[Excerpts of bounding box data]
(begin)
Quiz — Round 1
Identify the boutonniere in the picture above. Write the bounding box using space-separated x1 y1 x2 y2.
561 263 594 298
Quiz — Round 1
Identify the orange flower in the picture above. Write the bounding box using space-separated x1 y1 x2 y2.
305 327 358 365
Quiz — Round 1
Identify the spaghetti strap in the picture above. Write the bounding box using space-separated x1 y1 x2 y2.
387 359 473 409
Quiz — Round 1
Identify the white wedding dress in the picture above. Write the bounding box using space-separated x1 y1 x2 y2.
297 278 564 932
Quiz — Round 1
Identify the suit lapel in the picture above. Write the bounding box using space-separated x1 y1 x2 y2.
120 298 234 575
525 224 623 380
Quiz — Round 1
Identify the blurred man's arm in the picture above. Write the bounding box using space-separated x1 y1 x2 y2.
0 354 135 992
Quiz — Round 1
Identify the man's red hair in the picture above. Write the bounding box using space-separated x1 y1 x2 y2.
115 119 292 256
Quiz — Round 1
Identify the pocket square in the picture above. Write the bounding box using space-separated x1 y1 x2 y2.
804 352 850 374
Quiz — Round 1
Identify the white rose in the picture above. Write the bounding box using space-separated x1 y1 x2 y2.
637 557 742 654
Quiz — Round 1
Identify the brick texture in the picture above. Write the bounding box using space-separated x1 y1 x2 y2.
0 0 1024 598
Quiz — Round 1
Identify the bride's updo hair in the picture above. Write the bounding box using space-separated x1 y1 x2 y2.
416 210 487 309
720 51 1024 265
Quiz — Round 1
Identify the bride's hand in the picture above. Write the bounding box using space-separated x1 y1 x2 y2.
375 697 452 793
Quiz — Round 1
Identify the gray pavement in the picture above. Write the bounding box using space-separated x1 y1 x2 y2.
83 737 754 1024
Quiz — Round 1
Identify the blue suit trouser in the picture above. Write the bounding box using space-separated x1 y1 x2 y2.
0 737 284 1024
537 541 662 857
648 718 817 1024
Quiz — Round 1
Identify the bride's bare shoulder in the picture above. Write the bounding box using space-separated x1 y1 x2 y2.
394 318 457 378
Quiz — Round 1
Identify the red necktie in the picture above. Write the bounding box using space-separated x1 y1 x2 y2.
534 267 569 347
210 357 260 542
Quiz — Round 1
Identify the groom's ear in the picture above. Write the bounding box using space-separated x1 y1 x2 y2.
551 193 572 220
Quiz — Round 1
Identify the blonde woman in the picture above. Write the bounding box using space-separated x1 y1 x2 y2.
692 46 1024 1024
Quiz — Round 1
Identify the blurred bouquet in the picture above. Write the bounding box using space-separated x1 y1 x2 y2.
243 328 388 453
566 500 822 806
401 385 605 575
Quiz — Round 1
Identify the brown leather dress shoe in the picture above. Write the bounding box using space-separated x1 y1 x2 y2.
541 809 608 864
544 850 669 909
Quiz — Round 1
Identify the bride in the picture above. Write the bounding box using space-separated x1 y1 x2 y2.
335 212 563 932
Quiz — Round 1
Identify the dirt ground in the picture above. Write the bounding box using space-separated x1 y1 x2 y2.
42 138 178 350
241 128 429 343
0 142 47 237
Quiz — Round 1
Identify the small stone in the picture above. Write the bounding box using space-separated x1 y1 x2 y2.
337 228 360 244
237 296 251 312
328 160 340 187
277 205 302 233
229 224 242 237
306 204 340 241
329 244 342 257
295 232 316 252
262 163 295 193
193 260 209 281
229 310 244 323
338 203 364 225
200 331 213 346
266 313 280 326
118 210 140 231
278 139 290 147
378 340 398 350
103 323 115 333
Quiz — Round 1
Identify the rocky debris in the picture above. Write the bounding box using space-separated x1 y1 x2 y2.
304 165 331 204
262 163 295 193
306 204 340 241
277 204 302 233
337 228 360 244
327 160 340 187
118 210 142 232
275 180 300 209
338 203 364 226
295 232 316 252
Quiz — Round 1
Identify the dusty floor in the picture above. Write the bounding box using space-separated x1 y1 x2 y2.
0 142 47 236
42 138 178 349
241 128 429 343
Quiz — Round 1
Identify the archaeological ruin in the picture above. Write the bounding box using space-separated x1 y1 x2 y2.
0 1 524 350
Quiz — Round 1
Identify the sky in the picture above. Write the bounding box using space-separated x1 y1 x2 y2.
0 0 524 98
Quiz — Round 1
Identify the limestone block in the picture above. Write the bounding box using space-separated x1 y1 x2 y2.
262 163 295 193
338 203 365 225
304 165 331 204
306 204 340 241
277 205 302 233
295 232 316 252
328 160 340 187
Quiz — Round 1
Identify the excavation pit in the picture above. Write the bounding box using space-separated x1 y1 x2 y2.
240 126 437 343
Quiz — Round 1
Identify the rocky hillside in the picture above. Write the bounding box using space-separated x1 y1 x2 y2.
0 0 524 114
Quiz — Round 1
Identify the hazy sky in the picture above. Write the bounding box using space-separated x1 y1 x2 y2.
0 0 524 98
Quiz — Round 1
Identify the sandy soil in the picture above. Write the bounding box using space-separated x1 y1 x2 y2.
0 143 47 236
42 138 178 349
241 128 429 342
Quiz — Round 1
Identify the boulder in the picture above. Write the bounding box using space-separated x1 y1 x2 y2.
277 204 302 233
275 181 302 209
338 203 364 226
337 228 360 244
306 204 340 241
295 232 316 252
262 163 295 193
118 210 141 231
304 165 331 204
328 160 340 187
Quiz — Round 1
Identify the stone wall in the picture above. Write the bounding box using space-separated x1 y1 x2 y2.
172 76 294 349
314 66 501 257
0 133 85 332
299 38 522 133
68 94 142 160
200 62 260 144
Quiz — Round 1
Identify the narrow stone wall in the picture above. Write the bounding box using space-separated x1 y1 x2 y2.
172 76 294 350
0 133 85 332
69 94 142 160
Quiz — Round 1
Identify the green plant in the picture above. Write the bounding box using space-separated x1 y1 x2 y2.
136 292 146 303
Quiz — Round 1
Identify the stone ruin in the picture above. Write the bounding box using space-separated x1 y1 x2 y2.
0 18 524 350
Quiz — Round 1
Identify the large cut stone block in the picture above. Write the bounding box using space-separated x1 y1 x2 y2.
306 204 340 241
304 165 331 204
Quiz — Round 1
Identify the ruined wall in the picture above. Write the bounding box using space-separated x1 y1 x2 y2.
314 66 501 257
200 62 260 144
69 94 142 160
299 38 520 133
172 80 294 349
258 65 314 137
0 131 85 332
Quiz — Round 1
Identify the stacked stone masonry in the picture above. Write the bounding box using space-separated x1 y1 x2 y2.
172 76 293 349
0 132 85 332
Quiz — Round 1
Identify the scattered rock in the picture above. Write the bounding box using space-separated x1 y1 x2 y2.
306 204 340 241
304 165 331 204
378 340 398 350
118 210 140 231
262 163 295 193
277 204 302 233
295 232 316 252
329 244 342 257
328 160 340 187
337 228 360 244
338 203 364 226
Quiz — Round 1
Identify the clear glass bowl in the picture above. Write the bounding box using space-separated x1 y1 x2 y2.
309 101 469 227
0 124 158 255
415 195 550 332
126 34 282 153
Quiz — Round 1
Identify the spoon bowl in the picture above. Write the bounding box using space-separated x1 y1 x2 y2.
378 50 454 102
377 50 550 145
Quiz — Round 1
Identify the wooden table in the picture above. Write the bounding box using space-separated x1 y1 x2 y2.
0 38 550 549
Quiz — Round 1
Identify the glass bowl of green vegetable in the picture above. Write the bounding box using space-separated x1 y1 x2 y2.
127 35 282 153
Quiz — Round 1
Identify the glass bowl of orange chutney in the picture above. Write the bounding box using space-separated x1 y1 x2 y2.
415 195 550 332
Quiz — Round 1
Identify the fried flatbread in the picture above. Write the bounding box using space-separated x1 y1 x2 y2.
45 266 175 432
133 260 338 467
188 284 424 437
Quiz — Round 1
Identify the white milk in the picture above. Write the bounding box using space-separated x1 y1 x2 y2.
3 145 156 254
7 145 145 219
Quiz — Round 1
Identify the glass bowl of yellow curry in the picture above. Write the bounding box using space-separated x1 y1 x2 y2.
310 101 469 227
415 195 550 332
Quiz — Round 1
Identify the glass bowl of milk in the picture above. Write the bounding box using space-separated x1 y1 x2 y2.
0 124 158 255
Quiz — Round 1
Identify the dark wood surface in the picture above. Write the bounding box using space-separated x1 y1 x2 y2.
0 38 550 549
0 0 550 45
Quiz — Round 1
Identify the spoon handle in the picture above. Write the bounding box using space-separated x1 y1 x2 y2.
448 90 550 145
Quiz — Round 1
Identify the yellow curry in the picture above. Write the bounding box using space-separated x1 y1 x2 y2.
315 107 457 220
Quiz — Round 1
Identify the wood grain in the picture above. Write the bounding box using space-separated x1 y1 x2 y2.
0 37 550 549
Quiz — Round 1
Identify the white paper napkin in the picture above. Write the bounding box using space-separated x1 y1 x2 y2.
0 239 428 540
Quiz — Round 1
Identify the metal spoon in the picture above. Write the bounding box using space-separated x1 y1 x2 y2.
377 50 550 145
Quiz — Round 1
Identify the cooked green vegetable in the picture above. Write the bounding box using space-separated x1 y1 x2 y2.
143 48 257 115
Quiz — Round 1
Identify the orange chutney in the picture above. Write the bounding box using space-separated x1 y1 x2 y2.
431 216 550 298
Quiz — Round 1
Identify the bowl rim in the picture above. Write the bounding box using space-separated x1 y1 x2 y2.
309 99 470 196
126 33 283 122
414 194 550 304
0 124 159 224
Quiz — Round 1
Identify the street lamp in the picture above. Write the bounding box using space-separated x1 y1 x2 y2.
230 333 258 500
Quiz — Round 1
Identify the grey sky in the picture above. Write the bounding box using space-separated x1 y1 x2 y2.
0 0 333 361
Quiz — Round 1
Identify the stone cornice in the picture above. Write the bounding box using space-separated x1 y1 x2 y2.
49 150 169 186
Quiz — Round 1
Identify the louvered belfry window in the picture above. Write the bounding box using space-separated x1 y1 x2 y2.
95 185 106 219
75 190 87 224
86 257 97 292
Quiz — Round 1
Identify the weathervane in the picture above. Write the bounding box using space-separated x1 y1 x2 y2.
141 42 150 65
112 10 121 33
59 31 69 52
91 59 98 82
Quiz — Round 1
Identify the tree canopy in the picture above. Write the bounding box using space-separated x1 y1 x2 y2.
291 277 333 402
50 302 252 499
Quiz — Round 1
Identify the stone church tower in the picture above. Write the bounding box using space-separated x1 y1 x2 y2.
(end)
- _What the exercise asks_: Can you write out the rows again, requests included, beginning at the first line and stopping after the line that contains "804 352 850 374", with every bounding box coordinate in the answers shifted by -21?

- _Complete output_:
Quiz — Round 1
Identify the boutonniere in the picture above. Write the bounding box using space-separated x1 y1 x2 y2.
540 242 573 277
Quiz — Round 1
Identify the orange flower in the picture above. Write the bounding box using space-separated x1 y1 x2 y2.
284 306 337 344
Quiz — Round 1
Identify the spaghetti strap in the picture above. Write the bounding box using space-separated x1 y1 x2 y2.
366 338 452 388
Quiz — Round 1
Identify the white wedding dress in the picture above. Write the bounding box using space-separated x1 y1 x2 y2.
276 257 543 911
Quiz — Round 1
Identify the suit lapel in the picture above. Write the bounding box using space-separated x1 y1 x2 y2.
99 277 213 554
504 203 602 359
Quiz — Round 1
Identify the blurred man's arm in the picture above. Write the bounding box using space-separated x1 y1 x2 y2.
-21 333 114 971
Quiz — Round 1
Identify the man's red hair in the picture above. Write the bounding box using space-separated x1 y1 x2 y2.
94 98 271 235
Quiz — Round 1
Identify the pocket square in the picture above. Write the bounding box using space-separated x1 y1 x2 y2.
783 331 829 353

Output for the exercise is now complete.